=== Work to do ===
1 – According to the essay on searching for optimal solutions, how many calculations does each iteration take in two dimensions?
2 – Write the next part of the essay on searching for optimal solutions, picking up after its last sentence.

When hunting for solutions to problems with many variables it is important to examine two aspects of the process we use. The first is the search technique. How do we determine where to start looking and how do we adapt to the results we find to try again? Our search technique is recursive as one would expect of humans who learn from their errors. The second is our determination of what is optimal. How do we know that nearby alternative solutions aren't better? This translates as knowing when to stop searching, thus it is a recursion termination issue and falls into the problem of knowing when a computation is complete.
Consider the search technique first, though. If a problem to be solved has only one variable it is easy to describe an algorithm that works at finding a solution fairly well. Assume one resource is used and only a finite amount of it is available. If we use none of it we assign the variable a zero in the function that determines what we do with it. If we use all of it we assign unity to the variable. Some other value implies fractional use of the resource. The nature of the function is purposely left ambiguous here because it depends on the utility one derives from using the resource. It is whatever it is and doesn't matter much. What matters here is the domain of the function and not its range.
Now consider problem termination. In one variable we are already done. The iterations end when we don't know where to go next in our screening of the domain. When the differences between the middle value and the two extremes drop below some threshold, we are done and call the middle value the solution. There is no guarantee the solution is globally optimal, of course, but it is probably a good candidate. We might try a few more times using random starting points in the domain instead of the middle, but if we choose a finite number of retries, that problem also ends the same way.
Things become more complicated when the number of variables grows, though. Even at two variables we have an issue with the search technique. We use the same fractional domains [0, 1] for each of the variables and define the 'middle' as (½, ½). What are the extremes to be calculated in the approximation of a derivative, though? In two dimension a tangent line slope isn't enough to know the nature of the function range as it was for one dimension. We need something equivalent to a gradient operator where we don't have to make too many assumptions about continuity and the existence of derivatives along an arbitrary curve through the domain. We get this by creating a mesh of points to examine with the middle point being the start point for each iteration. The mesh points are always defined relative to this middle and get closer to it as the iteration step increases. In two dimensions we might pick the corners of a square and the midpoints on the edges of the square and use the middle of the square as the foot fo the iteration. That means a jump from one dimension to two increases the number of calculations from three to nine each time. It's not hard to see where this goes if the number of dimensions becomes much larger. In the computational sense, the problem is intractable and we won't bother trying to solve it that way.

(Point placement lines)
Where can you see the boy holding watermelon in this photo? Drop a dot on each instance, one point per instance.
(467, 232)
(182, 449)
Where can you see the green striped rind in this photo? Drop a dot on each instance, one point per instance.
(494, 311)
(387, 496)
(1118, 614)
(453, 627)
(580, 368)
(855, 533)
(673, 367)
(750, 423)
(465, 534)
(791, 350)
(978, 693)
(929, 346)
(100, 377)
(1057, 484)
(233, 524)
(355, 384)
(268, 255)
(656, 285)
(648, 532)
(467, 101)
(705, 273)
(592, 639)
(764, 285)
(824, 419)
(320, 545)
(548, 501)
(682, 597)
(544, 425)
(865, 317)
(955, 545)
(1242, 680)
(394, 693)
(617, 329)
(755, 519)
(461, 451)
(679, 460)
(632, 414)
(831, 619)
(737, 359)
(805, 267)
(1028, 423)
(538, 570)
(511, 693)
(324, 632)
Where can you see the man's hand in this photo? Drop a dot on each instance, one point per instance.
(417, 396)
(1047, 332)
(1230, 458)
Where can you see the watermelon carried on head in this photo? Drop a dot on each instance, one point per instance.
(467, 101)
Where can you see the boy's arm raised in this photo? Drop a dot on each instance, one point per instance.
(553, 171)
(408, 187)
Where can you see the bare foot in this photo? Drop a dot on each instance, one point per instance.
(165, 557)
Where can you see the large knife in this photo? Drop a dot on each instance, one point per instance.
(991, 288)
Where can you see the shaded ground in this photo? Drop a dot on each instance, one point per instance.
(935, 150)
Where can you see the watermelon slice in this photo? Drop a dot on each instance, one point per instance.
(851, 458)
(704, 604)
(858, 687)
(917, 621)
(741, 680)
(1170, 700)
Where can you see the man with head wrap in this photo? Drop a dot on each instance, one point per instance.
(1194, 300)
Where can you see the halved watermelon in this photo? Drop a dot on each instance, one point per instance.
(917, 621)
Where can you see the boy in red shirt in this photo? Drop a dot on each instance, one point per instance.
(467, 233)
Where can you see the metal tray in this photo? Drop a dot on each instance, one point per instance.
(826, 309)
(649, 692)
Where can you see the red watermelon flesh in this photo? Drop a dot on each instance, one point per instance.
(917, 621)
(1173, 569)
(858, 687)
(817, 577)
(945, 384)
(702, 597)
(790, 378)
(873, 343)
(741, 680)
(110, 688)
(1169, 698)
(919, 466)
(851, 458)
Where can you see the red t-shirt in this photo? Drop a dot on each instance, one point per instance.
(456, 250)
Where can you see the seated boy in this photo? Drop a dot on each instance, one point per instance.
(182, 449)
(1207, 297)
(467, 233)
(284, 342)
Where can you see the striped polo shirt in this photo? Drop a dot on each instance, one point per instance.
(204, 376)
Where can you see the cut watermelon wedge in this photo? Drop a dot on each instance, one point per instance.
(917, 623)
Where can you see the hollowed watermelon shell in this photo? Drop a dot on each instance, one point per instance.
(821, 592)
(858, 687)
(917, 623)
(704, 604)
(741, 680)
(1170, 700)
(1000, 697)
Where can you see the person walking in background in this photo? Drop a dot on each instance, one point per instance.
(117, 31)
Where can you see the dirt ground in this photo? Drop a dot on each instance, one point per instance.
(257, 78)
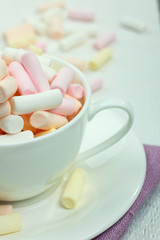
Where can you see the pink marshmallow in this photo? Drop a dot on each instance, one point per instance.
(25, 84)
(96, 84)
(104, 40)
(5, 209)
(66, 108)
(42, 46)
(63, 79)
(83, 15)
(75, 90)
(35, 71)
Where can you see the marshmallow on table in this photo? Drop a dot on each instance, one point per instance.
(83, 15)
(35, 49)
(3, 69)
(5, 209)
(16, 138)
(22, 42)
(40, 101)
(8, 87)
(66, 108)
(56, 28)
(100, 59)
(27, 125)
(38, 26)
(73, 40)
(133, 24)
(46, 6)
(104, 40)
(75, 90)
(5, 109)
(77, 107)
(63, 79)
(25, 85)
(10, 223)
(8, 54)
(44, 60)
(41, 45)
(96, 84)
(11, 124)
(91, 29)
(18, 31)
(79, 63)
(74, 188)
(46, 120)
(44, 132)
(35, 71)
(49, 72)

=== Answers per task ===
1 – Nine, up from three in one dimension.

2 –
In two dimensions we might use our nine point mesh and be able to terminate our search much like we did in one dimension. We might even use a similar approach to test whether the solution we find is locally or globally optimal. In a theoretical sense, the search techniques and termination strategies can be the same even though we know the problem will take a lot longer to calculate if the function is messy.
In higher dimensional problems a more likely search technique we will use involves choosing random points near the foot of the iteration and examining them as our mesh. We can choose a finite number to test and approximate the gradient operator. Doing it this way keeps the problem tractable, but sacrifices exactness regarding where the next iteration of the search can go. If through randomness we wind up testing one region of the domain better than another, our next iteration will be biased. We mitigate this risk through statistical measures and only move to the next step when the quality of the test points is sufficient. In this, though, we make it a little more difficult to know when our problem ends. We can be reasonably certain it WILL end, but it is hard to predict when beyond a probabilistic statement.
It is in the statistical measures that there are issues, though. We should weight points near the foot stronger when determining the value of the gradient operator near that foot. This is similar to what we do when calculating the slope of a tangent line. The close the points are to each other in the domain, the more likely the slope of the line connecting them IS the slope of the tangent line at the foot. We are merely extending the concept and the continuity and derivative assumptions if they are available to higher dimensions. What does it mean to be near a foot in a higher dimensional domain, though? That requires something similar to a distance formula which implies the existence of n-balls in the domain that map to something reasonable in the range. The problem is that there are 'corners' in our problem if there are two or more variables. The corners are underweighted in the test and might contain legitimate solutions we gloss over. In fact, the corners are a serious problem. It is easy to show that the ratio of the volumes of an n-ball to the n-cube that contains it drops to zero as the number of dimensions increases in the limit. An n-cube is mostly corners relative to the foot in the middle. Try it with squares, cubes, and hypercube formulas and things don't look too bad, but when the number of dimensions is higher than five the point is quickly demonstrated.
Can this underweighting of corners be mitigated? Sure. We can increase the number of test points with the number of dimensions and adjust the weighting function. Unfortunately, though, we restore the intractability of our problem at some point. Exactly where depends on how many variables are required and how much we wish to avoid over-reliance on a technique that underweights corners. THAT means we are also back to solving the less than ideal problem and choosing instead to settle for an approximate solution where we can't know if it is globally optimal even in a probabilistic sense.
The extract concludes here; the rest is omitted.